## Aim of the task
Continue the forum thread on sending an arbitrary clock through a Stratix V high-speed transceiver, starting after its last sentence.

== Text section ==

Programmable Devices
CPLDs, FPGAs, SoC FPGAs, Configuration, and Transceivers
21607 Discussions

Use a high speed transceiver to transmit an arbitrary clock?

Altera_Forum
Honored Contributor II
1,458 Views

Hello, 

 

Is there a way to use a high speed transceiver on a Stratix V to transmit an arbitrary clock?  

 

I would like to create a synchronous high speed serial link between two boards, but operating at a frequency driven by a PLL within my design, and not the external clock source that is driving the reference clock pins that connect to the clock network of the transceivers on my board. I have looked at the Native PHY megafunction but it does not appear there is a way to access the transmitter after the serialiser stage.  

 

Is what I want to do possible? 

 

SJ
0 Kudos
2 Replies
Altera_Forum
Honored Contributor II
587 Views

The output of a transceiver sending a continuous 0101 sequence without 8b/10b encoding could be considered as a clock, isn't it? 

 

I presume you know that a transceiver can be clocked from a fractional PLL.
0 Kudos
Altera_Forum
Honored Contributor II
587 Views

Hi FvM, 

 

Thank you, that is what I will attempt to do. I was concerned about phase but I can sort this out on the receiver. I had a couple of questions about driving the transceiver with a fractional PLL though if I could ask you? 

 

The first was if there was a specific way I had to instantiate the/a fractional PLL in order to use it? 

 

As I understand it the transceiver sets have dedicated clock networks: x1 for the shared serial clock and x6 for a shared set of clocks including the serial and the parallel. xN is a network that routes clocks between the transceiver sets. If I wish to drive a transceiver with an arbitrary clock I need to route this clock into this network somehow. 

 

Figure 2-9 on page 12 of the transceiver clocking documentation (http://www.altera.co.uk/literature/hb/stratix-v/stx5_52003.pd) it clearly shows an fPLL as a separate entity to the ATX PLL connecting to the x1 Clock Network, and I know the CMU PLLs are within each channel. Also, on Page 30 for an example it says: 

 

--- Quote Start ---  

"Six channel bonding is possible because the ATX PLL is used as a transmitter PLL instead of a channel PLL in the transceiver bank. Using the ATX PLL or fractional PLL allows you to use the channel PLLs of both channels 1 and 4 as CDRs to perform receiver operations."

===
== Supplied entries ==

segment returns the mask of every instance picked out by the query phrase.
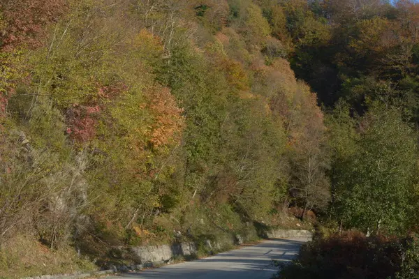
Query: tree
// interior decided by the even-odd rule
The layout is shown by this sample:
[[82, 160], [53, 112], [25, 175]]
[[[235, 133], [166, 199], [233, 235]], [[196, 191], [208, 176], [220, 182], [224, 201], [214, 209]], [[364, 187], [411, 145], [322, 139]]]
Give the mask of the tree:
[[411, 212], [417, 143], [397, 109], [374, 105], [361, 122], [359, 151], [337, 182], [337, 213], [346, 227], [402, 232]]
[[[325, 209], [330, 199], [329, 167], [323, 113], [315, 96], [304, 85], [294, 97], [295, 105], [289, 125], [291, 137], [291, 191], [302, 207], [301, 218], [308, 210]], [[293, 121], [295, 121], [293, 122]]]

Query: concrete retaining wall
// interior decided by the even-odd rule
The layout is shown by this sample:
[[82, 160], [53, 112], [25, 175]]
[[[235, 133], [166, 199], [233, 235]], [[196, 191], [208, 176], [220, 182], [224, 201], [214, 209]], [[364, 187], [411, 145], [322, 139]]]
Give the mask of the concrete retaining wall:
[[[267, 232], [266, 236], [270, 239], [287, 239], [302, 237], [311, 239], [313, 234], [307, 230], [297, 229], [272, 229]], [[223, 239], [217, 241], [207, 240], [205, 241], [205, 248], [209, 251], [223, 250], [223, 248], [234, 245], [242, 244], [242, 242], [249, 241], [246, 237], [240, 235], [235, 236], [226, 236]], [[131, 247], [127, 248], [129, 252], [133, 253], [139, 260], [140, 264], [144, 266], [153, 266], [153, 264], [161, 264], [168, 262], [172, 259], [178, 256], [191, 256], [198, 252], [198, 245], [194, 243], [180, 243], [172, 245], [161, 245], [150, 246]]]
[[304, 229], [274, 229], [267, 232], [268, 239], [289, 239], [304, 237], [311, 239], [313, 233]]

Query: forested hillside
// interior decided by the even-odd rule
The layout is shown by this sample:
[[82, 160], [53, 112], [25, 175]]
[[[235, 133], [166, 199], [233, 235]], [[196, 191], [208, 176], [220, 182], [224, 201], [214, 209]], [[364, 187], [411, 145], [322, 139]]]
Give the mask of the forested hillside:
[[0, 0], [0, 277], [415, 231], [418, 27], [408, 0]]

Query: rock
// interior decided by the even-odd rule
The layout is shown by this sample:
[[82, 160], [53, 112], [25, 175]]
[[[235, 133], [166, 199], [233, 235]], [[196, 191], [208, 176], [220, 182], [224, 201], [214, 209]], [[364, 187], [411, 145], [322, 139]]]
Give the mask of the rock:
[[207, 246], [209, 250], [212, 250], [212, 245], [211, 244], [211, 241], [210, 239], [205, 240], [205, 246]]
[[135, 270], [136, 270], [136, 271], [140, 271], [140, 270], [142, 270], [142, 269], [144, 269], [144, 266], [143, 266], [142, 264], [137, 264], [137, 265], [135, 266]]
[[129, 272], [129, 269], [126, 266], [118, 266], [118, 271], [123, 273]]

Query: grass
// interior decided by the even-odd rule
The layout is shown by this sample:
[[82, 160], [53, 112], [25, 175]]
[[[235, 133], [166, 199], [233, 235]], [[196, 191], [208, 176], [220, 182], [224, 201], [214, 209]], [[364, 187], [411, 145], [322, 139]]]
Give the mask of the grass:
[[97, 267], [68, 246], [52, 250], [34, 236], [17, 235], [0, 247], [0, 278], [92, 271]]

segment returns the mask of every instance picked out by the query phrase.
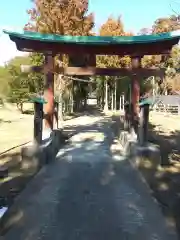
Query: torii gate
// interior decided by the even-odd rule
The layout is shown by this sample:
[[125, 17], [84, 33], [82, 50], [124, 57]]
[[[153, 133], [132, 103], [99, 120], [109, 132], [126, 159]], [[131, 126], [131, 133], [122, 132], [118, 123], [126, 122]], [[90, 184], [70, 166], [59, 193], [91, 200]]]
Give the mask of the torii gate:
[[[134, 113], [138, 113], [140, 97], [139, 80], [147, 76], [164, 76], [165, 69], [144, 69], [141, 68], [141, 58], [144, 55], [167, 55], [173, 45], [180, 39], [180, 32], [168, 32], [154, 35], [140, 36], [61, 36], [57, 34], [41, 34], [37, 32], [13, 32], [3, 31], [16, 43], [20, 51], [41, 52], [45, 54], [45, 66], [29, 66], [26, 71], [42, 71], [46, 74], [45, 98], [46, 128], [53, 129], [54, 112], [54, 76], [53, 72], [64, 75], [110, 75], [130, 76], [132, 78], [132, 103]], [[62, 68], [54, 67], [54, 56], [56, 54], [68, 54], [74, 59], [83, 62], [84, 56], [88, 56], [88, 67], [79, 64], [78, 67]], [[131, 57], [131, 68], [96, 68], [96, 55], [129, 55]], [[72, 60], [72, 59], [71, 59]]]

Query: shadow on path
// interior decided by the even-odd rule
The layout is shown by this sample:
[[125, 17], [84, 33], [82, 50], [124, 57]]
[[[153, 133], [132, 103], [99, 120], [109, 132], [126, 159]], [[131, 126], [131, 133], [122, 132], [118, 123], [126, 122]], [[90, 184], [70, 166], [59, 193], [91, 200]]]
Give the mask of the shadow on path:
[[5, 215], [5, 239], [176, 239], [146, 185], [120, 156], [110, 118], [75, 131]]

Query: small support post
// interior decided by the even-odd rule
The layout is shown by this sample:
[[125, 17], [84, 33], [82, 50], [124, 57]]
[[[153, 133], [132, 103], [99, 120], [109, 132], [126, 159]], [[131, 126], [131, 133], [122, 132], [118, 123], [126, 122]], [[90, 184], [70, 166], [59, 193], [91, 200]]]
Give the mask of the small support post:
[[43, 130], [43, 104], [46, 103], [42, 97], [34, 97], [30, 100], [34, 104], [34, 141], [35, 144], [42, 143], [42, 130]]
[[54, 74], [51, 69], [54, 67], [54, 57], [52, 53], [45, 54], [45, 64], [49, 70], [45, 77], [44, 97], [47, 101], [45, 104], [45, 130], [51, 132], [53, 130], [54, 117]]
[[[132, 57], [131, 59], [132, 69], [138, 69], [141, 67], [141, 57]], [[132, 101], [132, 127], [137, 134], [138, 131], [138, 117], [139, 117], [139, 99], [140, 99], [140, 86], [138, 75], [133, 75], [132, 78], [132, 91], [131, 91], [131, 101]]]
[[34, 103], [34, 140], [39, 145], [42, 143], [43, 104]]
[[58, 124], [58, 119], [59, 119], [58, 113], [59, 113], [59, 103], [58, 103], [58, 101], [55, 101], [55, 102], [54, 102], [54, 120], [55, 120], [57, 129], [59, 128], [59, 124]]
[[148, 142], [149, 105], [148, 102], [140, 104], [138, 140], [141, 146], [145, 146]]
[[107, 84], [107, 79], [105, 81], [105, 105], [104, 105], [104, 111], [108, 111], [108, 84]]

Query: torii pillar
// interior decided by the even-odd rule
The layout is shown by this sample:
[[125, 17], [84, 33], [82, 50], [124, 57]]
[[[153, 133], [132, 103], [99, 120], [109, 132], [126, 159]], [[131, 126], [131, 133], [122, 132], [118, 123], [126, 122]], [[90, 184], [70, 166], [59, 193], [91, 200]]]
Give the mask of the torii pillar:
[[[45, 65], [47, 72], [45, 73], [44, 84], [44, 98], [46, 104], [44, 106], [44, 133], [49, 137], [53, 130], [53, 118], [54, 118], [54, 57], [52, 53], [45, 54]], [[46, 136], [47, 135], [47, 136]]]
[[[131, 58], [132, 69], [141, 68], [141, 57], [134, 56]], [[134, 74], [132, 76], [132, 87], [131, 87], [131, 103], [132, 103], [132, 125], [135, 132], [137, 133], [138, 117], [139, 117], [139, 99], [140, 99], [140, 79], [139, 75]]]

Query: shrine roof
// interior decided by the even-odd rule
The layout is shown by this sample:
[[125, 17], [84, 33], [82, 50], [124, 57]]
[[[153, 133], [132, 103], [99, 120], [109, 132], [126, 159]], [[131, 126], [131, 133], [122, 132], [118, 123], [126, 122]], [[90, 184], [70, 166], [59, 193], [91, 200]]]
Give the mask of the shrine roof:
[[4, 30], [20, 51], [53, 54], [158, 55], [168, 54], [179, 42], [180, 31], [139, 36], [62, 36]]
[[29, 31], [14, 32], [3, 30], [3, 32], [9, 36], [27, 40], [87, 45], [151, 43], [180, 38], [180, 31], [137, 36], [62, 36], [58, 34], [42, 34]]

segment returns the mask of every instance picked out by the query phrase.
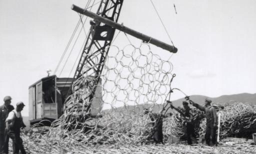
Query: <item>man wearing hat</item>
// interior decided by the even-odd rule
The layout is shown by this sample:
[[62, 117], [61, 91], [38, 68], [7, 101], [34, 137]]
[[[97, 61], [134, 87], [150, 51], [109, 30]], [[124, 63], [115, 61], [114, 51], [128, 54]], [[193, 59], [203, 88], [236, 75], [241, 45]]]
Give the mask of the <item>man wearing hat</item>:
[[[16, 108], [9, 113], [6, 120], [6, 131], [8, 136], [12, 140], [14, 154], [18, 154], [19, 150], [20, 150], [22, 154], [26, 154], [20, 136], [20, 128], [23, 128], [26, 126], [23, 122], [20, 112], [24, 106], [22, 102], [18, 102], [16, 104]], [[8, 148], [6, 148], [8, 145], [8, 142], [4, 142], [4, 154], [8, 154]]]
[[188, 103], [186, 101], [183, 101], [182, 102], [183, 108], [184, 108], [184, 115], [188, 119], [186, 121], [186, 124], [184, 126], [186, 128], [185, 131], [187, 136], [187, 141], [188, 145], [192, 144], [192, 140], [196, 143], [197, 143], [196, 134], [194, 134], [194, 124], [193, 121], [193, 114], [191, 112], [191, 108], [188, 106]]
[[152, 112], [152, 110], [149, 110], [148, 108], [144, 109], [144, 114], [149, 116], [149, 118], [152, 122], [151, 134], [150, 135], [147, 140], [150, 140], [152, 138], [156, 144], [162, 143], [164, 144], [162, 134], [162, 118], [164, 115]]
[[[4, 140], [9, 142], [9, 138], [7, 138], [6, 132], [5, 132], [5, 121], [9, 112], [14, 109], [14, 106], [10, 104], [12, 98], [6, 96], [4, 98], [4, 104], [0, 106], [0, 153], [3, 150]], [[8, 147], [7, 147], [8, 148]]]
[[206, 143], [210, 146], [210, 141], [213, 145], [216, 144], [216, 130], [217, 128], [217, 114], [215, 108], [210, 106], [212, 100], [209, 98], [206, 98], [204, 106], [202, 106], [195, 103], [192, 100], [189, 100], [192, 105], [199, 110], [202, 110], [206, 114], [206, 131], [204, 138]]

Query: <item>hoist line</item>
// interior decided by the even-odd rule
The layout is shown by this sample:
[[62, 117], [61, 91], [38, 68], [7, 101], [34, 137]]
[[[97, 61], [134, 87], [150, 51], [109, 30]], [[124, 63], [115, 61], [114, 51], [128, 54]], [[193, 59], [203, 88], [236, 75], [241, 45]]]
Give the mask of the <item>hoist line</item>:
[[[85, 8], [86, 8], [86, 7], [88, 6], [90, 3], [91, 0], [90, 0], [88, 1], [87, 4], [86, 5]], [[94, 2], [95, 2], [95, 0], [94, 0]], [[70, 40], [68, 40], [68, 44], [66, 45], [66, 48], [64, 50], [64, 52], [62, 53], [62, 56], [60, 57], [60, 61], [58, 62], [58, 64], [57, 65], [57, 66], [56, 67], [56, 68], [55, 69], [55, 70], [54, 70], [54, 74], [56, 74], [56, 72], [57, 72], [57, 71], [58, 71], [58, 68], [60, 67], [60, 66], [61, 62], [63, 60], [63, 59], [64, 58], [64, 56], [65, 56], [65, 54], [66, 54], [66, 52], [68, 51], [68, 48], [69, 48], [69, 46], [70, 46], [70, 44], [71, 44], [71, 42], [72, 42], [72, 40], [73, 40], [74, 37], [74, 34], [75, 34], [76, 32], [76, 31], [78, 30], [78, 28], [79, 27], [79, 26], [80, 25], [80, 20], [78, 20], [78, 23], [76, 24], [76, 28], [75, 28], [74, 30], [73, 31], [72, 35], [71, 36], [71, 37], [70, 38]]]
[[[90, 2], [89, 2], [89, 4], [87, 4], [87, 5], [86, 5], [86, 8], [87, 8], [88, 6], [89, 5], [89, 4], [90, 3], [91, 0], [90, 0]], [[96, 0], [94, 0], [94, 2], [93, 2], [93, 3], [92, 3], [92, 6], [94, 6], [94, 3], [95, 2], [95, 1], [96, 1]], [[92, 7], [90, 7], [90, 10], [92, 10]], [[72, 48], [71, 49], [71, 50], [70, 50], [70, 54], [68, 54], [68, 58], [66, 58], [66, 62], [64, 62], [64, 66], [63, 66], [63, 67], [62, 67], [62, 70], [61, 70], [61, 72], [60, 72], [60, 76], [61, 74], [62, 74], [62, 72], [63, 72], [63, 70], [64, 70], [64, 68], [65, 68], [65, 66], [66, 66], [66, 63], [68, 62], [68, 58], [69, 58], [70, 57], [70, 55], [71, 55], [71, 54], [72, 54], [72, 52], [73, 51], [73, 49], [74, 49], [74, 46], [76, 45], [76, 42], [77, 42], [77, 40], [78, 40], [78, 38], [79, 38], [79, 36], [80, 36], [80, 34], [81, 34], [81, 32], [82, 32], [82, 30], [84, 30], [84, 33], [85, 33], [85, 34], [86, 34], [86, 38], [87, 38], [87, 37], [88, 36], [88, 34], [86, 34], [86, 30], [85, 30], [85, 29], [84, 29], [84, 24], [85, 22], [86, 22], [86, 21], [87, 20], [87, 19], [88, 19], [88, 18], [86, 16], [86, 20], [84, 20], [84, 22], [82, 22], [82, 18], [84, 18], [84, 16], [81, 16], [80, 15], [80, 14], [78, 14], [78, 16], [80, 16], [80, 20], [78, 20], [78, 22], [80, 22], [80, 23], [82, 23], [82, 28], [80, 28], [80, 32], [79, 32], [79, 33], [78, 33], [78, 36], [77, 36], [77, 38], [76, 38], [76, 40], [75, 40], [75, 42], [74, 42], [74, 44], [73, 44], [73, 46], [72, 46]], [[80, 24], [79, 24], [79, 25], [80, 25]], [[78, 56], [79, 56], [79, 55], [80, 55], [80, 54], [78, 54]], [[76, 61], [75, 61], [75, 62], [74, 62], [74, 64], [76, 64]], [[72, 70], [73, 70], [73, 69], [74, 69], [74, 68], [72, 68], [72, 70], [70, 70], [70, 72], [72, 72]], [[70, 72], [70, 74], [71, 73]], [[70, 76], [68, 76], [68, 78], [69, 78]]]
[[167, 29], [166, 28], [166, 26], [164, 26], [164, 22], [162, 22], [161, 18], [160, 17], [160, 15], [158, 13], [158, 12], [156, 10], [156, 8], [154, 4], [153, 3], [153, 2], [152, 1], [152, 0], [150, 0], [150, 2], [151, 2], [151, 3], [152, 4], [152, 5], [153, 6], [153, 7], [154, 8], [154, 10], [156, 10], [156, 14], [158, 14], [158, 17], [159, 18], [159, 19], [160, 20], [160, 21], [161, 22], [161, 23], [162, 24], [162, 26], [164, 26], [164, 30], [166, 31], [166, 32], [167, 34], [167, 35], [168, 36], [168, 37], [169, 38], [169, 39], [170, 40], [170, 42], [172, 42], [172, 46], [175, 46], [174, 44], [174, 42], [172, 42], [172, 39], [170, 38], [170, 36], [169, 34], [168, 33], [168, 32], [167, 31]]

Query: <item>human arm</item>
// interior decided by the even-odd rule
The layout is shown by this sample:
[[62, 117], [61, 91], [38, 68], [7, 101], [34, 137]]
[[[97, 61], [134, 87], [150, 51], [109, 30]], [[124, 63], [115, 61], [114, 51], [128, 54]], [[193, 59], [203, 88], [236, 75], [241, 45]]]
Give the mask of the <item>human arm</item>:
[[6, 120], [6, 130], [8, 130], [11, 125], [13, 124], [12, 121], [14, 120], [14, 113], [13, 112], [9, 112], [8, 116]]
[[200, 106], [200, 104], [198, 104], [197, 103], [196, 103], [194, 102], [194, 101], [192, 101], [192, 100], [188, 100], [188, 101], [190, 102], [190, 103], [192, 104], [192, 105], [194, 106], [195, 106], [196, 108], [198, 108], [198, 109], [201, 110], [202, 110], [204, 112], [206, 112], [206, 108], [202, 106]]

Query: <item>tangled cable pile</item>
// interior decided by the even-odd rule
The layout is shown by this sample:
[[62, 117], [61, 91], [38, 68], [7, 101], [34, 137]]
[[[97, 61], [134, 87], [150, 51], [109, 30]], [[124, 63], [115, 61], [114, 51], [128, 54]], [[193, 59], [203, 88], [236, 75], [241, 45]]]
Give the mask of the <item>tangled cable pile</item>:
[[[138, 48], [132, 44], [122, 50], [112, 48], [99, 82], [88, 72], [74, 83], [74, 94], [66, 102], [64, 114], [50, 128], [34, 127], [32, 130], [36, 132], [24, 136], [24, 144], [31, 153], [128, 153], [158, 148], [138, 146], [150, 136], [152, 128], [152, 122], [142, 110], [162, 108], [170, 90], [172, 63], [154, 54], [148, 44]], [[166, 142], [172, 135], [184, 135], [179, 124], [182, 122], [177, 117], [163, 120]], [[112, 150], [107, 146], [110, 144]], [[184, 146], [172, 145], [161, 152], [188, 152], [180, 150], [180, 146]], [[192, 150], [198, 152], [200, 148]]]
[[235, 103], [220, 111], [220, 136], [248, 137], [256, 132], [256, 106]]
[[[183, 108], [180, 108], [180, 109], [182, 110], [183, 110]], [[198, 136], [201, 134], [200, 122], [204, 118], [204, 114], [202, 112], [197, 108], [193, 108], [191, 109], [192, 112], [195, 117], [194, 122], [195, 124], [196, 134]], [[171, 134], [176, 136], [186, 138], [186, 131], [184, 131], [184, 126], [186, 126], [184, 122], [186, 120], [178, 112], [176, 112], [171, 118], [170, 121], [170, 127], [172, 128]]]
[[[100, 76], [85, 71], [74, 84], [64, 114], [44, 136], [48, 142], [136, 144], [150, 135], [152, 122], [142, 110], [162, 109], [170, 90], [172, 65], [146, 44], [122, 50], [112, 46], [110, 50]], [[94, 69], [86, 64], [84, 67]]]
[[[227, 137], [251, 137], [256, 132], [256, 106], [236, 102], [227, 106], [224, 108], [217, 108], [220, 113], [220, 138]], [[194, 110], [194, 113], [196, 110]], [[201, 114], [202, 115], [202, 114]], [[182, 125], [184, 120], [178, 113], [172, 117], [172, 134], [177, 136], [185, 135]], [[206, 128], [206, 120], [202, 119], [200, 125], [196, 124], [196, 134], [204, 136]]]

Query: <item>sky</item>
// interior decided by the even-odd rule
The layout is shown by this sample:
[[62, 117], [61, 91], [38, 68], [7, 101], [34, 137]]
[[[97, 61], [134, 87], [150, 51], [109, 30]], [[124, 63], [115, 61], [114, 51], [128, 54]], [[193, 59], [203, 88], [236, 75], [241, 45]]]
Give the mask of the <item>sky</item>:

===

## Result for this task
--- Quote End ---  

 

 

If I try and use the Transceiver PLL Megafunction however I can only select between CMU and ATX in the PLL Type of the PLL Reconfiguration section. 

 

I have tried connecting a regular fPLL to external clock of a Native PHY but receive an error: 

 

--- Quote Start ---  

"'[full instance name]' is not properly connected on the 'CLKCDRLOC' port." 

--- Quote End ---  

 

The Q&A page about it suggests I need to use a transceiver PLL: http://www.altera.co.uk/support/kdb/solutions/rd06172013_580.html 

 

With bonding, I can share x1 between the channels and each will generate the parallel clock locally with their own dividers. Or I can bond on x6 in which one generates the clocks which are used by all as shown on page 30 by Figure 2-26. Correct? 

 

I wonder if my setting the PHY to bond on x6 may cause this error, if the fPLL can only connect to x1? Could I just turn off bonding and rely on the divided clocks in each transceiver having low skew, simply by virtue of the transceiver hardware being implemented with very low tolerances? 

 

 

The second was about the interface clocking. From page 349 of the transceiver PHY user guide (http://www.altera.co.uk/literature/ug/xcvr_user_guide.pdf) it says: 

 

 

--- Quote Start ---  

You can also choose the tx_pll_refclk to transfer data, control, and status signals between the FPGA fabric and the transceiver channels. Because this reference clock is also the input to the TX PLL, it has the required 0 ppm difference with respect to tx_clkout.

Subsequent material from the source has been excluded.